| Estratto fornito |
Prepara la cena. Mangiala. Lava i piatti (di una settimana). Dai le crocchette al gatto che non miagola mai. Decidi di chiamarlo Chaplin, perché è muto come lui. Impila i giornali che tu e tuo zio avete messo da parte per tuo padre. Sistema un po’ casa. Libera l’ingresso dalle cianfrusaglie sparse e dagli alcolici avanzati a Ferragosto (mamma, non è come sembra). Insulta l’amico che su Facebook ti ha appena ricordato che stai per tornare a lavorare. Fai la valigia. Insulta anche lei. Fatti una doccia che è meglio. Vai a prendere i tuoi, di ritorno da una vacanza di ben sei giorni. Prima però fattela davvero, la doccia. Poi insultala. Vai a letto. Dormi tre ore. Realizza che erano appena due. Insulta la sveglia. Constata che fuori è ancora notte. Vai in stazione, a tentoni come sempre. Prendi il treno. A calci, dico. E insulta anche lui. Viaggia per oltre cinque ore. Arriva sfatto a Milano. Nel mezzo, possibilmente, perdi la coincidenza come al solito e insulta il macchinista. Appoggia i bagagli a casa. Vai a lavorare. Prova a sorridere. Constata l’improbabilità di un sorriso. Manda a fanculo Neffa.

Flap flap

9 Ago

Giro di bozze. Io penso al mare. Una farfalla entra in redazione e si posa sulla pre-ciano.

E’ il segno. E’ giunta l’ora di volare via

Ricchi premi e du’ cojon (2)

8 Mag

cara collega,
ti scrivo adesso sennò domani mi scordo.
nel mio pezzo c’è un errore. ho scritto che la giraffa e l’ippopotamo s’innamorano nel primo film. no, era nel secondo. magari domani ti do una mano a correggerlo.
grazie.

kronny

p.s.: so che non sembra, ma questa è una mail seria.

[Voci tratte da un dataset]
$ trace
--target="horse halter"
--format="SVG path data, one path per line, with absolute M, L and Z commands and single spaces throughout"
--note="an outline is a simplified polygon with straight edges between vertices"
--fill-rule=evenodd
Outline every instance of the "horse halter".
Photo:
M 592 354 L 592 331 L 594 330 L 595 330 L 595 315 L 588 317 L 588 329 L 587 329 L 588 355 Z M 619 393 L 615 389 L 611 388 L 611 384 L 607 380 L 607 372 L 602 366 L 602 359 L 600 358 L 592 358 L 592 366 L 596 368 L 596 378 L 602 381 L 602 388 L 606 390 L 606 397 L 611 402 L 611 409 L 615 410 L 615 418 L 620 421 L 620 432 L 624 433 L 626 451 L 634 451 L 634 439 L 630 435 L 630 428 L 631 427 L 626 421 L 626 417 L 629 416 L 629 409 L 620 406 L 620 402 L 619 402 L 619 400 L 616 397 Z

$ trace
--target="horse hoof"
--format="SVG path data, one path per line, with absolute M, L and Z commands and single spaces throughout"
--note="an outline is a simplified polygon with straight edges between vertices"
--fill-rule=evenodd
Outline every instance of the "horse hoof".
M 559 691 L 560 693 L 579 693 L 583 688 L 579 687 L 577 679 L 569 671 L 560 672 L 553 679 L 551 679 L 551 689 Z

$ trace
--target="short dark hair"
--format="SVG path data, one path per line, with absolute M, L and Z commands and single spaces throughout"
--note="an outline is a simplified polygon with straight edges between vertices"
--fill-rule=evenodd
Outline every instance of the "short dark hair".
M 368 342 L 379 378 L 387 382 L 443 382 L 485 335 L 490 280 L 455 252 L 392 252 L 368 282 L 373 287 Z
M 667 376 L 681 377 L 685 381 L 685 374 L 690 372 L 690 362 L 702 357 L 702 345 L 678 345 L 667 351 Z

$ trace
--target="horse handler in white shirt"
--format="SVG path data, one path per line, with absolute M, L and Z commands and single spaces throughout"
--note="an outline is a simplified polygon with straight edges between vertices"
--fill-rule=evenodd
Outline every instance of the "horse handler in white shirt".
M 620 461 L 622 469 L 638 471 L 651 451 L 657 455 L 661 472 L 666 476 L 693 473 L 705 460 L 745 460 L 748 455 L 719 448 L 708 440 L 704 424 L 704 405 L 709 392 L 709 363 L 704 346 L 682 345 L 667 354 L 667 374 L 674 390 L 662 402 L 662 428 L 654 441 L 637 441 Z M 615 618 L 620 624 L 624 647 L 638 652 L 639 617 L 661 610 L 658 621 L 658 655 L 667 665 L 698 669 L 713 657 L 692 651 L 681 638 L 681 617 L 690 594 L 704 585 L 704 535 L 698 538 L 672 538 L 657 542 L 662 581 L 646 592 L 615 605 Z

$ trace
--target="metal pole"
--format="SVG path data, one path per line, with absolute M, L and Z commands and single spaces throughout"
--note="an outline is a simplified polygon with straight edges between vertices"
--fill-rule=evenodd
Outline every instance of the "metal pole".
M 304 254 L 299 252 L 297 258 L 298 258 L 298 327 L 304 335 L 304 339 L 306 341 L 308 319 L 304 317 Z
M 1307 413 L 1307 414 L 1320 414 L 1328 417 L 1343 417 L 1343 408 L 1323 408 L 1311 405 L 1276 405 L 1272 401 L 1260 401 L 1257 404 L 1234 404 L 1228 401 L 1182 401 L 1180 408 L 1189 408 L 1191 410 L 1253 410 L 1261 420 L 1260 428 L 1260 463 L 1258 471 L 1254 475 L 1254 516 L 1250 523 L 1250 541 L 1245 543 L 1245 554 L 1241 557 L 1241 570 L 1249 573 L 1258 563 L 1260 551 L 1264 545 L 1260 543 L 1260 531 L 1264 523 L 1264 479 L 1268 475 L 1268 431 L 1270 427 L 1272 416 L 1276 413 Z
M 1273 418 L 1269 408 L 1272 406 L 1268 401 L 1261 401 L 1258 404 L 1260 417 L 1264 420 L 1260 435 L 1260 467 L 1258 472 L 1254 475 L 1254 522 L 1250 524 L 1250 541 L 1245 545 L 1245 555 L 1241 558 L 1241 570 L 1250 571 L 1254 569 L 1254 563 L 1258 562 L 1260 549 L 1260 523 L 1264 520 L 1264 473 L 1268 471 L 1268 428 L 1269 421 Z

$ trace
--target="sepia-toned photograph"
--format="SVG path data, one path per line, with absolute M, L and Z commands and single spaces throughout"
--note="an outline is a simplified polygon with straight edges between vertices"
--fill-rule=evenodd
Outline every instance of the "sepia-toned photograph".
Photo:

| Obiettivo dichiarato 1 |
Nell'estratto, quale motivo viene dato per chiamare il gatto Chaplin?
| Obiettivo dichiarato 2 |
Scrivi il seguito dell'estratto sulla vita di redazione, ripartendo subito dopo il post scriptum della mail di kronny.
Il materiale è a sé stante e non ha legami con l'estratto.

| Risultato 1 |
Perché è muto come lui.

| Risultato 2 |
Ricchi premi e du’ cojòn

7 Mag

Oggi ho scritto un pezzo dal titolo:
Se il re dei lemuri ama un orso col tutù

Sento che il Pulitzer è sempre più vicino.

La gravità mi fa male lo so

16 Gen

Finocchi lessi. Carote, carciofi e qualche zucchina. Con in mezzo appena qualche residuo di pasta. Ma senza esagerare. Ormai a pranzo si fa sul serio. Il Natale ha trasformato tutti in panettoni, con i brufoli da sovraccarico digestivo a fare da uvetta. E alla mensa della redazione (un tavolo rettangolare su cui ognuno consuma le cose che si porta da casa) si sta molto più attenti a cosa si mangia. Finocchi lessi. Carote, carciofi e qualche zucchina. Con in mezzo appena qualche residuo di pasta. Poi sono arrivato io. Mezzo pollo arrosto, con patate iper-salate al momento dalla simpatica signora della gastronomia ambulante, che ogni volta s’impegna insieme al suo gentilissimo marito a minare la mia traballante pressione arteriosa. Precaria, direi. Pure lei.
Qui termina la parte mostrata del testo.